**** Records to process
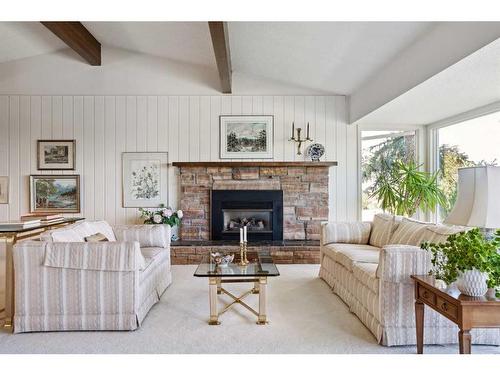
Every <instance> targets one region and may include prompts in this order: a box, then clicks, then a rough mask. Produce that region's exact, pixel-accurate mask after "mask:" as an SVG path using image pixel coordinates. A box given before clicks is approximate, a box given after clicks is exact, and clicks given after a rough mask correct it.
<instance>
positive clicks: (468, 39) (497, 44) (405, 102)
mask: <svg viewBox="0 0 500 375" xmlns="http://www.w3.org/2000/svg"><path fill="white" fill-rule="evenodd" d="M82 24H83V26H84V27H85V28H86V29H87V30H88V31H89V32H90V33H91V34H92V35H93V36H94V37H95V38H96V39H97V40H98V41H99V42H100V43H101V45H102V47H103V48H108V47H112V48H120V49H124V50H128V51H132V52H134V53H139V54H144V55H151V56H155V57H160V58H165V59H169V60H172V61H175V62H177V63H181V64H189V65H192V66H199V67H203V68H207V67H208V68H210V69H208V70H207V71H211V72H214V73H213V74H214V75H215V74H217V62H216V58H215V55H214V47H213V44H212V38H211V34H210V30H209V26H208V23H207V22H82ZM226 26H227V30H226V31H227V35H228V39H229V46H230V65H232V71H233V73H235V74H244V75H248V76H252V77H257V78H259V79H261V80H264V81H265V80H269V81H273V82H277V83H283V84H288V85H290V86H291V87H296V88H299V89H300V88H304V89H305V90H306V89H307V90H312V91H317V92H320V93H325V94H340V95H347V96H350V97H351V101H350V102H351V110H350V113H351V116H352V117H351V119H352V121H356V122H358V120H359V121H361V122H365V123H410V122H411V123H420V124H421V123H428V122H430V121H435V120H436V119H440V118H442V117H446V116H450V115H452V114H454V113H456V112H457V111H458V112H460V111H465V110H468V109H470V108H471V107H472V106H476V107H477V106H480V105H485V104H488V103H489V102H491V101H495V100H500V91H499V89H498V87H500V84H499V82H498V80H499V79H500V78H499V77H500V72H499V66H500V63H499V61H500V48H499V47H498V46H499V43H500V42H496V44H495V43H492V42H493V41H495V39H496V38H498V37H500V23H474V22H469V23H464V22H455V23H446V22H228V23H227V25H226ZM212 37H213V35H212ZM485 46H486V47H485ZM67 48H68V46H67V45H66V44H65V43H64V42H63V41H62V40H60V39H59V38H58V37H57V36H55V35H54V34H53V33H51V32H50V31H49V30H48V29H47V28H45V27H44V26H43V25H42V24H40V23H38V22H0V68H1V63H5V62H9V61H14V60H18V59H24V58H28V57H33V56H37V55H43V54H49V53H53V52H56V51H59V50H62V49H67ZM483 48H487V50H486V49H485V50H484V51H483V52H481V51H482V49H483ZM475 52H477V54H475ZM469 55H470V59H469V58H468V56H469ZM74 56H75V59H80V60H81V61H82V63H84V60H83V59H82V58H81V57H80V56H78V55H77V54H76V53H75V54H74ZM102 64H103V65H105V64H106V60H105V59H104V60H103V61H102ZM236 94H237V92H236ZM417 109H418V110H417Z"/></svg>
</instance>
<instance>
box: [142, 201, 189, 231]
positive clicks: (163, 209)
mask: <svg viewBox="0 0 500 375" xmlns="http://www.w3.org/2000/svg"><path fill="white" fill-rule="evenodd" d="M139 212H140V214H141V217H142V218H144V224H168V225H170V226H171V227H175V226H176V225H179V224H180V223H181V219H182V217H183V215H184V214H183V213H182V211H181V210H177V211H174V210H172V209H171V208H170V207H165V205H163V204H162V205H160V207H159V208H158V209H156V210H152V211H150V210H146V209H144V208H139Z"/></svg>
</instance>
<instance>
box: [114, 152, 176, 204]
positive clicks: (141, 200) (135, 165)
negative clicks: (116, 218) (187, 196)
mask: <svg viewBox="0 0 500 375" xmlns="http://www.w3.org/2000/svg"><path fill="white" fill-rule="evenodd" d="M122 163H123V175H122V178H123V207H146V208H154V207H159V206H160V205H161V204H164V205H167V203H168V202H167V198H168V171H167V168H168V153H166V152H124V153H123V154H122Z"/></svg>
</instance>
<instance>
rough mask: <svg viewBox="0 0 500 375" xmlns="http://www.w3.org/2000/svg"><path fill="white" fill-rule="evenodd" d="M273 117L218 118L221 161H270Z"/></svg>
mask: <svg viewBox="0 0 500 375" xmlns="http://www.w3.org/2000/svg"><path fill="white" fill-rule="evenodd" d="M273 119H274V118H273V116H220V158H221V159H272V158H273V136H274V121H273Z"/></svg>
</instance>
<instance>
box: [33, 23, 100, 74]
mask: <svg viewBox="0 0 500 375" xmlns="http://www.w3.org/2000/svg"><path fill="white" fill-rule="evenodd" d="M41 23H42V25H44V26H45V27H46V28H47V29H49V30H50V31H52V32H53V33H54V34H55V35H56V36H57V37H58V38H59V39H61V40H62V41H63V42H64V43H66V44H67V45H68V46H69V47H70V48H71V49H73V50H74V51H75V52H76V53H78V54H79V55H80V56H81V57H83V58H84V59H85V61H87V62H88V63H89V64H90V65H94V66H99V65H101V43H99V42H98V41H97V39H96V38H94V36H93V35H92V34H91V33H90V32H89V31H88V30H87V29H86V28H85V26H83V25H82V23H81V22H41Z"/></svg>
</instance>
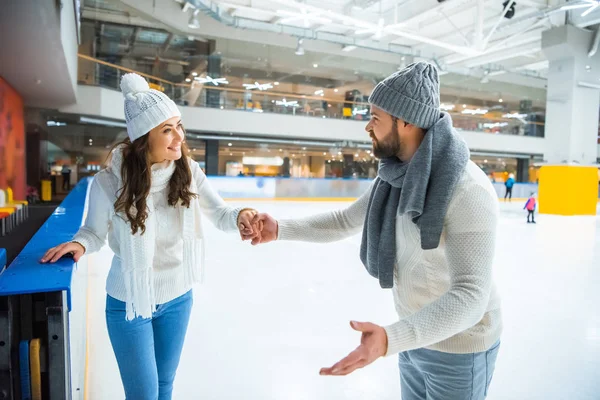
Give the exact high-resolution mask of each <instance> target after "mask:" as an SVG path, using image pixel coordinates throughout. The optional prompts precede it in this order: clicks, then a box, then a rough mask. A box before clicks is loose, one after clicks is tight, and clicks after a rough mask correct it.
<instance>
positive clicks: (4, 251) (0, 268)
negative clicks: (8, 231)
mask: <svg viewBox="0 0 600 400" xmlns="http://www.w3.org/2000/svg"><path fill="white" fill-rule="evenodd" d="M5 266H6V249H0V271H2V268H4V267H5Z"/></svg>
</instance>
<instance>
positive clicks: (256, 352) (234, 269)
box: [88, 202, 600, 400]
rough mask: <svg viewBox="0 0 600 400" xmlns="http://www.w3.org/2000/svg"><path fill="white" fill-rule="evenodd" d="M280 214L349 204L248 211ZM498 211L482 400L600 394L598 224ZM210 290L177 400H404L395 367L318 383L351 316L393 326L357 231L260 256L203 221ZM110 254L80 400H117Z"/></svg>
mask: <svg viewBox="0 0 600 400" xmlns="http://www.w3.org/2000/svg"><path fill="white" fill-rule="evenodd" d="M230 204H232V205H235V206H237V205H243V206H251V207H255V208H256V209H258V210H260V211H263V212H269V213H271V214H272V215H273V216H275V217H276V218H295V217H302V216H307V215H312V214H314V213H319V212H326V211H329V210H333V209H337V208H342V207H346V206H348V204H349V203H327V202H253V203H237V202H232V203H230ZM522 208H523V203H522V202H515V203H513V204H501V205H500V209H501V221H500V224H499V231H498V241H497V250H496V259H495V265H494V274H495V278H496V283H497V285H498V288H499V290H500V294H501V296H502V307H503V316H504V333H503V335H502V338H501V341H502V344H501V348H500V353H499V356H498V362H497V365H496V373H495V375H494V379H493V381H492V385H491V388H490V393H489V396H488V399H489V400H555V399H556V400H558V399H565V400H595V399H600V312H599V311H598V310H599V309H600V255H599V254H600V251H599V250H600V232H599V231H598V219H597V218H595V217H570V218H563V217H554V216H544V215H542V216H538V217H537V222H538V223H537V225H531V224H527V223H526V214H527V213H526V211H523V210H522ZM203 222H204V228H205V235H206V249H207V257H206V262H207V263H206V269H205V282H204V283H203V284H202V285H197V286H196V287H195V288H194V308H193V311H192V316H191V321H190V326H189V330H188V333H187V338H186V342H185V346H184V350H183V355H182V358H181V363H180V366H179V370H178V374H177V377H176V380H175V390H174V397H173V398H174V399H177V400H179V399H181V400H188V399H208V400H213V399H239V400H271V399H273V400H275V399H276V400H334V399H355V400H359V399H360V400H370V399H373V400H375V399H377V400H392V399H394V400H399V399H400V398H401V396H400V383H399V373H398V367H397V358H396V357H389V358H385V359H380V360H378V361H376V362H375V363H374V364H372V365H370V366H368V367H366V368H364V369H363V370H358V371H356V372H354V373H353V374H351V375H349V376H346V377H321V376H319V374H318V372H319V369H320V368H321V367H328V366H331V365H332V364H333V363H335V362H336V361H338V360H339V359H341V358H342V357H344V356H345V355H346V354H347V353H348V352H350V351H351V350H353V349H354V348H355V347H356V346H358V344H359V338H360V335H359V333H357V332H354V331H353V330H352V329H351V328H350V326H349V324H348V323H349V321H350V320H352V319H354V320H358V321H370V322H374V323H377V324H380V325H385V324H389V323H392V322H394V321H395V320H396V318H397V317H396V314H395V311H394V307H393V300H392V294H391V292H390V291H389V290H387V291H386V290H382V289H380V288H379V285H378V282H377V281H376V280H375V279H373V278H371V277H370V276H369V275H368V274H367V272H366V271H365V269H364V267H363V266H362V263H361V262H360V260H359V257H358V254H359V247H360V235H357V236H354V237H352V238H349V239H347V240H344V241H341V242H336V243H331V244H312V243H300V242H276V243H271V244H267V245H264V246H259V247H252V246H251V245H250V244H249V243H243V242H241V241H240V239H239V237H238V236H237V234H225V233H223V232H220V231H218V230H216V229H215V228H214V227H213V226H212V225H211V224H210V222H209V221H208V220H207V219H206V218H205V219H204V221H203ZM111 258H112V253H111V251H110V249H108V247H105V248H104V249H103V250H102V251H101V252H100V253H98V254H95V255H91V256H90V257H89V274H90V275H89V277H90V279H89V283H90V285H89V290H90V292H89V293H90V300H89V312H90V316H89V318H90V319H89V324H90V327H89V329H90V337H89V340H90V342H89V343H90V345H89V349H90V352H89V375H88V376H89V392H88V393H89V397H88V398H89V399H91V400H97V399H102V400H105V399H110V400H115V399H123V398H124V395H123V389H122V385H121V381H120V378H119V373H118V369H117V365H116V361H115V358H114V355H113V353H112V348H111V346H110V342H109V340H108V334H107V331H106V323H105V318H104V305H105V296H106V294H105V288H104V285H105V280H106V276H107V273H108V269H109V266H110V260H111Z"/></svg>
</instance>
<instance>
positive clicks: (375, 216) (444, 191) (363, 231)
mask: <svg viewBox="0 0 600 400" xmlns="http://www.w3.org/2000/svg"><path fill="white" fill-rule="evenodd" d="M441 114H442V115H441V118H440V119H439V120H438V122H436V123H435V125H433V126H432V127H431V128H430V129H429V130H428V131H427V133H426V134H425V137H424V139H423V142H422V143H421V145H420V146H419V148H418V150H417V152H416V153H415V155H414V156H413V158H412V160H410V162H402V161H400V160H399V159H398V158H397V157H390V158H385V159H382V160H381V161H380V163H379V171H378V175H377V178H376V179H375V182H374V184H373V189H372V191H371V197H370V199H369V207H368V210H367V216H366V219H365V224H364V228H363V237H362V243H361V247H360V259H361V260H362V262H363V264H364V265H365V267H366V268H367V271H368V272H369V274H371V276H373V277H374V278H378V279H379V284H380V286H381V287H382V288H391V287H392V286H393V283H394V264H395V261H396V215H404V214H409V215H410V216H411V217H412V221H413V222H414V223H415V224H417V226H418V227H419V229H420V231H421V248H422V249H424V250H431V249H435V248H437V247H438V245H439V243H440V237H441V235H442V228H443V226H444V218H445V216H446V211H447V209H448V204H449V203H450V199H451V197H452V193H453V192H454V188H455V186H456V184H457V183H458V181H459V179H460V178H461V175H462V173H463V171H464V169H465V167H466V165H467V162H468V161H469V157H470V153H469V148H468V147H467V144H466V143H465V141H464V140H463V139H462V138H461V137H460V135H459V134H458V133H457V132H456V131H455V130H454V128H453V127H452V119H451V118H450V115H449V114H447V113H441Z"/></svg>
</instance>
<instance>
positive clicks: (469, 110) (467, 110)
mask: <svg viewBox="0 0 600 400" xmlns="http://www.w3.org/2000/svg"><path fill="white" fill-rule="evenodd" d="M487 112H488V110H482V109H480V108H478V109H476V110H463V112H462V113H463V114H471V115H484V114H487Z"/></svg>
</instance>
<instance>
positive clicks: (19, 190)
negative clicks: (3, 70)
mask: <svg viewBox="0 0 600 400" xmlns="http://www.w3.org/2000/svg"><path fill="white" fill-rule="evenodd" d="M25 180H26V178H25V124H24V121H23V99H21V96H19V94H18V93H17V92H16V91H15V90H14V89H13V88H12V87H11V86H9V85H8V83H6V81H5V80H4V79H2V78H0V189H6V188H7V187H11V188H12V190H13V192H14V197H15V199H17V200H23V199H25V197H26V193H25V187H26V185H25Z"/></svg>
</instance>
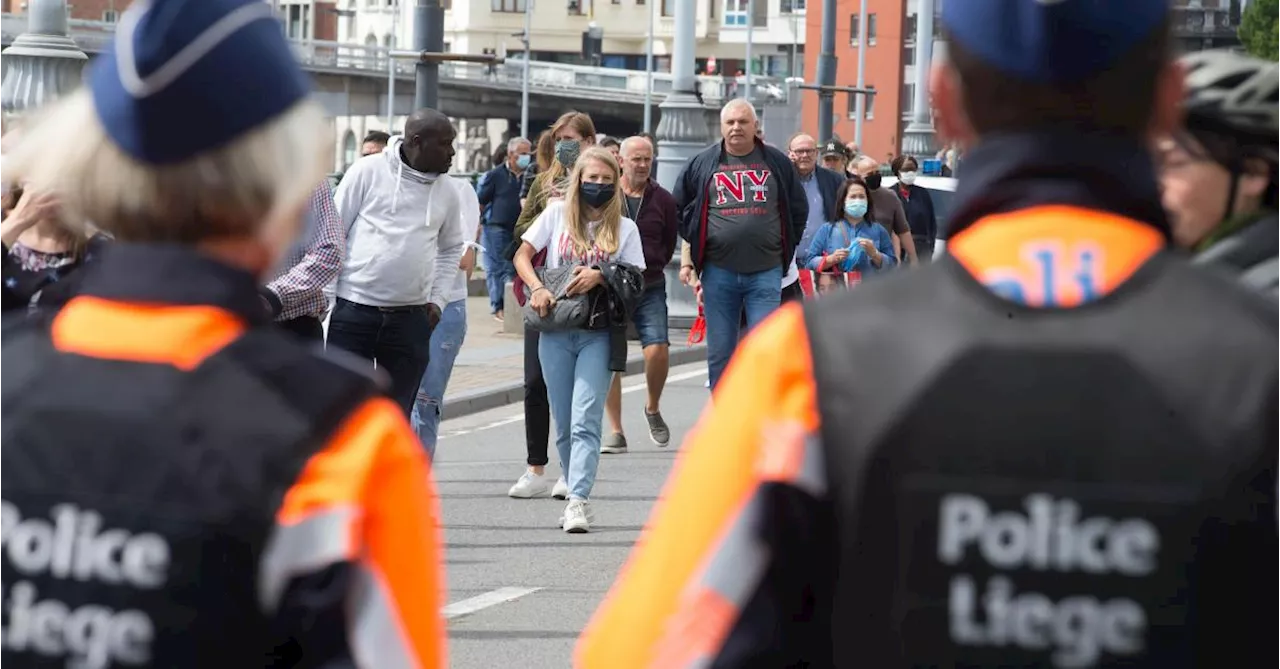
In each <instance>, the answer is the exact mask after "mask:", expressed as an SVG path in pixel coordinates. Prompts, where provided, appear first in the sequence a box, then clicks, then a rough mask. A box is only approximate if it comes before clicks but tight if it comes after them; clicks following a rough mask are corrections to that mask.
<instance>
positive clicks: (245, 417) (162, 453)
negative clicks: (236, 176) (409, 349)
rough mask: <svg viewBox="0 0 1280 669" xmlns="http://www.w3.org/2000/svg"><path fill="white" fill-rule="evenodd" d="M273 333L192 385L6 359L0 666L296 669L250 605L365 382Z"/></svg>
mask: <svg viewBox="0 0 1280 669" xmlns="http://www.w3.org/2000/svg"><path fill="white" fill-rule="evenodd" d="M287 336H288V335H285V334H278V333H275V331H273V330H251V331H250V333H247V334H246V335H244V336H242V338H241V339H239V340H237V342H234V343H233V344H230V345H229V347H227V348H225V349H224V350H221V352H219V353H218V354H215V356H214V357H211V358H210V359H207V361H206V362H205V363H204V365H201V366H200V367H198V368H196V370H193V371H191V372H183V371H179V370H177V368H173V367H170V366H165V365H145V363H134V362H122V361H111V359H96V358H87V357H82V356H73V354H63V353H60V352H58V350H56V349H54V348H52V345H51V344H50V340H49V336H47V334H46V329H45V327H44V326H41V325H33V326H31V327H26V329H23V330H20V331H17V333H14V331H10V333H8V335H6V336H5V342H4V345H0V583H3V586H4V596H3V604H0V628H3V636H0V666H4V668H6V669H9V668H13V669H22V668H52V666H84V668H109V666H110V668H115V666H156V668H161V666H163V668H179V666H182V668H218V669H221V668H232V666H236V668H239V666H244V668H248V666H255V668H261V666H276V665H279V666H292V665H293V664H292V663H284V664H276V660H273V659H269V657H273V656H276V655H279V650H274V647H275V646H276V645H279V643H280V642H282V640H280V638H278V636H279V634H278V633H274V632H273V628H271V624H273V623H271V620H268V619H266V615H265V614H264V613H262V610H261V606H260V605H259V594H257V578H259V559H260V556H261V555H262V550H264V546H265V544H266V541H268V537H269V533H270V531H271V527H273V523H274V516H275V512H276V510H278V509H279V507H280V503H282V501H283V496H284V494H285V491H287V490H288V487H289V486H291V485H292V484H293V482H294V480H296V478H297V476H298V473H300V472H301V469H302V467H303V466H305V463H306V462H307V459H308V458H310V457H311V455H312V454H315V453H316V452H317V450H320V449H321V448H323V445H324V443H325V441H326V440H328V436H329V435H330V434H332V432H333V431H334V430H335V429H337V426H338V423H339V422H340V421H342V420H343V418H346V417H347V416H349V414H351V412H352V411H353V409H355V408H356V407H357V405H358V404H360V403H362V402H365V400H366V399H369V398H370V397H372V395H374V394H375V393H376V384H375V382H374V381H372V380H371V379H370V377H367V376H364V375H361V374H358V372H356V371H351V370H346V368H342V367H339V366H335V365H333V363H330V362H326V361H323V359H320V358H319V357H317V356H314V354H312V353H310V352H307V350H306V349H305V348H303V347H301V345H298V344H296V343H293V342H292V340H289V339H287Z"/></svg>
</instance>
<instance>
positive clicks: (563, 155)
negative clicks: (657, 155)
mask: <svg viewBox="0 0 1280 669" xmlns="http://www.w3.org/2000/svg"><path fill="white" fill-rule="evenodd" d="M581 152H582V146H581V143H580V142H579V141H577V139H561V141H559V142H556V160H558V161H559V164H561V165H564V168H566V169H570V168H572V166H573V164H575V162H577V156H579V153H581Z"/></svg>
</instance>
********
__Activity__
Express the items, from their first line through the line containing "positive clicks: (468, 39)", as a JSON list of strings, one string per line with blank lines dropped. Leave the pictures out.

__Your response__
[
  "Every <instance> targets one region and may include prompts in this order: a box, then clicks, then a rough mask. Produce that region's exact, pixel-accurate mask after \"mask:\" as an SVG path using image pixel coordinates. A box given before clicks is approximate, a box given after clicks is exact, and clicks given after a rough mask correct it.",
  "<instance>",
  "positive clicks: (468, 39) (497, 44) (405, 102)"
]